## Problem requirements
Identify and copy every line of the items that holds the word "mask". Case counts.

## Recorded data
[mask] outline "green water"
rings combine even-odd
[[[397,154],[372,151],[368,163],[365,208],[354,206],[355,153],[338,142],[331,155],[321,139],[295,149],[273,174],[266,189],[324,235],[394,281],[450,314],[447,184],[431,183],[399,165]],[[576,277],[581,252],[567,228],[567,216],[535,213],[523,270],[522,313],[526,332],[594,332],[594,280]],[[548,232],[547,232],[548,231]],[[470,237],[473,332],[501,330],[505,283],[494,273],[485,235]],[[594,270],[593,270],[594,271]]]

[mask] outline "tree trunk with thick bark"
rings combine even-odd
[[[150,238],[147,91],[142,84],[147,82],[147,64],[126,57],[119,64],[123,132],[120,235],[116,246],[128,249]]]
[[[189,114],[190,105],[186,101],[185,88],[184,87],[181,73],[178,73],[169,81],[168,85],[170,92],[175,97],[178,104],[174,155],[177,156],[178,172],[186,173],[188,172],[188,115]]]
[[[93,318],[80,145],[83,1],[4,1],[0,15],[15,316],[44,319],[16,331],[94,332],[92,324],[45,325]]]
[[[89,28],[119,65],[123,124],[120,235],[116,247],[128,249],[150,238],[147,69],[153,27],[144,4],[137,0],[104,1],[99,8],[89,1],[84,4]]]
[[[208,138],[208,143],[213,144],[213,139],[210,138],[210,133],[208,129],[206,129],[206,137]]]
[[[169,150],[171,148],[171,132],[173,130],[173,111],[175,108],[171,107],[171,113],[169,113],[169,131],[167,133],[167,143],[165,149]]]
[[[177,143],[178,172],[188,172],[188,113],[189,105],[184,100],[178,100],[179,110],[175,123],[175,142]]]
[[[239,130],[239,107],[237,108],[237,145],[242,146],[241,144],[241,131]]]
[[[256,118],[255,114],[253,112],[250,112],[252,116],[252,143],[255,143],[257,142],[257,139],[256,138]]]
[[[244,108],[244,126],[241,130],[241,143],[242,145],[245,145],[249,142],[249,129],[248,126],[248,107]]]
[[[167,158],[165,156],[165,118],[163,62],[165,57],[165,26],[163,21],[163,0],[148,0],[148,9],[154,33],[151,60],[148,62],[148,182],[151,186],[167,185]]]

--

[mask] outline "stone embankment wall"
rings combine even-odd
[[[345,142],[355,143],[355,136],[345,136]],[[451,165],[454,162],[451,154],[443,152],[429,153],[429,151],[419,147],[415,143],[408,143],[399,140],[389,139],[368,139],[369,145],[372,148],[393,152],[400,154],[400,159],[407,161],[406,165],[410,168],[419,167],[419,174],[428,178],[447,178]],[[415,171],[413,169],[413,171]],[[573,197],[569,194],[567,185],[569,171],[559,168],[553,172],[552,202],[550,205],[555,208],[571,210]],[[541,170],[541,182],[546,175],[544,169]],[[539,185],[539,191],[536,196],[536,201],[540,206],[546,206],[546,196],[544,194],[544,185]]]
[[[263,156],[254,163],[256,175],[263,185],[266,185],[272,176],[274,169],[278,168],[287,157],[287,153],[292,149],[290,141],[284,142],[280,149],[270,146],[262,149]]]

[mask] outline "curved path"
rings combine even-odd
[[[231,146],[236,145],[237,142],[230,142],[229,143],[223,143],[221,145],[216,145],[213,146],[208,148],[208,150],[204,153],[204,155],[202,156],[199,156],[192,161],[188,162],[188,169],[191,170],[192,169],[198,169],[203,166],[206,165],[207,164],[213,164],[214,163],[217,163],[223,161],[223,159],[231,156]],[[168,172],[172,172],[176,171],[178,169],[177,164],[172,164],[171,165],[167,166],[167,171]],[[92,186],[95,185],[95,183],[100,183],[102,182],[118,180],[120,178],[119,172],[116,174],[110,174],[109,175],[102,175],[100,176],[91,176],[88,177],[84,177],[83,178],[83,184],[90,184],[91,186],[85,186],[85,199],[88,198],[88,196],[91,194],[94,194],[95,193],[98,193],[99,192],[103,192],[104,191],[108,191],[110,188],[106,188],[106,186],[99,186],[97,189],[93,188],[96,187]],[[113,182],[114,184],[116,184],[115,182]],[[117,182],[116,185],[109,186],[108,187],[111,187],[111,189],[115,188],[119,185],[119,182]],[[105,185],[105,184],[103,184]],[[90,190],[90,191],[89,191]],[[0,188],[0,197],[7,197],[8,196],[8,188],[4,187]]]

## Solution for this task
[mask] outline "green water"
[mask] outline "tree trunk with thick bark"
[mask] outline "stone embankment wall"
[mask] outline "curved path"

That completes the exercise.